| 与えられた文章 |
########
【特集】『弱キャラ友崎くん』×『千歳くんはラムネ瓶のなか』最新刊同時発売記念 屋久ユウキ×裕夢 青春ラブコメ対談インタビュー
2019年10月18日に『弱キャラ友崎くん』第8巻、『千歳くんはラムネ瓶のなか』第2巻が同時発売となった。このたび2作品の最新刊発売を記念して、両作品の著者である屋久ユウキ先生と裕夢先生をお招きし、青春ラブコメ対談インタビューとしてお話をお聞きした。両作品は小学館ライトノベル大賞にて「優秀賞」を受賞すると共に、キャラクターや物語において「リア充」という存在も欠かせない共通点として有している。お互いの印象から各作品のキャラクターに込められた想い、地元を物語の舞台にした理由など幅広く語っていただいた。
・屋久ユウキ(やくゆうき)
第10回小学館ライトノベル大賞にて「優秀賞」を受賞し、『弱キャラ友崎くん』にてデビュー。「このライトノベルがすごい!」において3年連続でTOP10入りを果たしている。エゴサーチに定評のある作家としても知られ、10月11日には『弱キャラ友崎くん』のアニメ化企画も発表された。
・裕夢(ひろむ)
第13回小学館ライトノベル大賞にて「優秀賞」を受賞し、『千歳くんはラムネ瓶のなか』にてデビュー。発売後には緊急重版も行われるなど、ガガガ文庫の青春ラブコメロードを突っ走る。『千歳くんはラムネ瓶のなか』のドラマCD化も発表された。
――最新刊の発売を記念して、本日は屋久ユウキ先生と裕夢先生にお越しいただきました。どうぞよろしくお願いします。
屋久&裕夢:よろしくお願いします!
――早速ですがまずはお二方の自己紹介をお願いします。
屋久:第10回小学館ライトノベル大賞にて「優秀賞」を受賞させていただきました、屋久ユウキです。18歳頃からしばらく芸人をやっていて、その後は動画投稿などを経て、急にラノベ作家になるという少し変わった経歴を辿ってきています。執筆歴は『弱キャラ友崎くん』を書いたのが初めてなので、執筆歴とデビュー歴はほとんど変わらないですね。最近ハマッていることは……なんだろう。
――エゴサでは?(笑)
屋久:エゴサはハマッているというよりもライフワークなので……。エゴサについてはいろんなテクニックを習得し続けています。OR検索やマイナス検索、名前だけを省く検索だとか。なのでそうですね、今日はエゴサーチの極意についてもお伝えできたらと思います!
裕夢:第13回小学館ライトノベル大賞にて「優秀賞」を受賞させていただきました、裕夢です。出身は福井で、上京してから大学院を卒業後、雑誌の編集者として出版社に籍を置いていた時期もありました。その後、特に予定はありませんでしたが「小説家になります!」と大見得切って会社を辞め、しばらくはフリーライターとして活動をしていました。ライターとしての活動があまりに楽しくて小説の執筆を忘れていた時期もありましたが、晴れて『千歳くんはラムネ瓶のなか』でデビューすることができました。
########
データソースから取った項目
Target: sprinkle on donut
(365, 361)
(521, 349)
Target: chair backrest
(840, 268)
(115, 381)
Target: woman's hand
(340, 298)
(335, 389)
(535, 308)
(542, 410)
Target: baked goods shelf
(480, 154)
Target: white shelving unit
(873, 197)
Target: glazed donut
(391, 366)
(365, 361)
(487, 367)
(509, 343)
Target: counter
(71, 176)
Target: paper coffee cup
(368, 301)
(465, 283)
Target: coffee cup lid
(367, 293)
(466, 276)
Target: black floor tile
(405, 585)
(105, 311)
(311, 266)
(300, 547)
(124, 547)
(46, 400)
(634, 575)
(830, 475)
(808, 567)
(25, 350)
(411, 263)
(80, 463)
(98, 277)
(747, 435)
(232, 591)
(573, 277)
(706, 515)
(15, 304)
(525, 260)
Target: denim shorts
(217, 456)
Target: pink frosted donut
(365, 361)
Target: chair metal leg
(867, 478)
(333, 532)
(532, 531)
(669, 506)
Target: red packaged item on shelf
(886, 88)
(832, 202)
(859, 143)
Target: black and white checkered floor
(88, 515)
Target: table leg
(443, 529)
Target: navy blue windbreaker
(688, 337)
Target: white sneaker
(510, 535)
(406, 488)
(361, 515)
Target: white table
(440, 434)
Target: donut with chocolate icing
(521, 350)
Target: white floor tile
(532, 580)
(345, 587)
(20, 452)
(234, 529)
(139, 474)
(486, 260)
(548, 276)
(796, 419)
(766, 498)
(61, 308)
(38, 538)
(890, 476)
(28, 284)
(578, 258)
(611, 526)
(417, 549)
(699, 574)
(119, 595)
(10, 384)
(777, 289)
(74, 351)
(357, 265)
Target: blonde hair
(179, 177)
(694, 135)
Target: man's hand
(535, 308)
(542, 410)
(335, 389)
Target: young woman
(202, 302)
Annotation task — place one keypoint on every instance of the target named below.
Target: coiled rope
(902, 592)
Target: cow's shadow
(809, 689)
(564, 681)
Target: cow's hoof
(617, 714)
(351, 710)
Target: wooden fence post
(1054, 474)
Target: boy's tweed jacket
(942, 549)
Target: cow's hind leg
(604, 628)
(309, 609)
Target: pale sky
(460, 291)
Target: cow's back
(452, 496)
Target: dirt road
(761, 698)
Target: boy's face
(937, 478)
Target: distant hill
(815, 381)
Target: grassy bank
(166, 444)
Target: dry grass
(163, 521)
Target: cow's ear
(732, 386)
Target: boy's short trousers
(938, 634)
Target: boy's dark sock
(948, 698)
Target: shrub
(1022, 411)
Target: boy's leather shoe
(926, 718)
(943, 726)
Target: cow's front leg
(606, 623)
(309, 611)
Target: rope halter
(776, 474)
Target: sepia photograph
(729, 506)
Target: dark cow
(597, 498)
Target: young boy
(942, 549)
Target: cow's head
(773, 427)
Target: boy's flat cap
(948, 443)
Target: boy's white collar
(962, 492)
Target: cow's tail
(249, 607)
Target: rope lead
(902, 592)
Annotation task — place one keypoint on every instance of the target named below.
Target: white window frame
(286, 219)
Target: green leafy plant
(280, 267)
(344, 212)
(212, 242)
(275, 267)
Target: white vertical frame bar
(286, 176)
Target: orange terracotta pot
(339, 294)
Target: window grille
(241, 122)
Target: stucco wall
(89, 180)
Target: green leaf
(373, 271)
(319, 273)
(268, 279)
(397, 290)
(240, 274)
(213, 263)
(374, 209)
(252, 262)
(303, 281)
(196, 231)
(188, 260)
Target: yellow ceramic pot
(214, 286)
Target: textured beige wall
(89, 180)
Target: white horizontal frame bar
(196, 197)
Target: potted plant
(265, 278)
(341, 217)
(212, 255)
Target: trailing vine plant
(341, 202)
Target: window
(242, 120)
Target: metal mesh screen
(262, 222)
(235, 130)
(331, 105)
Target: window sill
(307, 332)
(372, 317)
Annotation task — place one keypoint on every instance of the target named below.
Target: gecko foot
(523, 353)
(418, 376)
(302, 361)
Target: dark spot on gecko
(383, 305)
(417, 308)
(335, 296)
########
| 必要な作業 |
[A] インタビュー記事について、次の問いに答えること。
(i) 屋久ユウキ先生が「優秀賞」を受賞したのは第何回の小学館ライトノベル大賞か。
(ii) 裕夢先生の出身地はどこか。
(iii) 屋久ユウキ先生が18歳頃からしばらく就いていた職業は何か。
[B] リストのうち、「Target: potted plant」を含む行からリストの最後までを、列名「依頼」「回答」の2列CSVの形に整えること。1つの依頼を1行とし、依頼の文と回答をそれぞれ二重引用符で囲んだ1つのフィールドに収め、改行は空白に置き換える。

| 問題の解答 |
[A]
(i) 第10回
(ii) 福井
(iii) 芸人

[B]
依頼,回答
"Target: potted plant","(265, 278) (341, 217) (212, 255)"
"Target: trailing vine plant","(341, 202)"
"Target: window","(242, 120)"
"Target: metal mesh screen","(262, 222) (235, 130) (331, 105)"
"Target: window sill","(307, 332) (372, 317)"
"Annotation task — place one keypoint on every instance of the target named below. Target: gecko foot","(523, 353) (418, 376) (302, 361)"
"Target: dark spot on gecko","(383, 305) (417, 308) (335, 296)"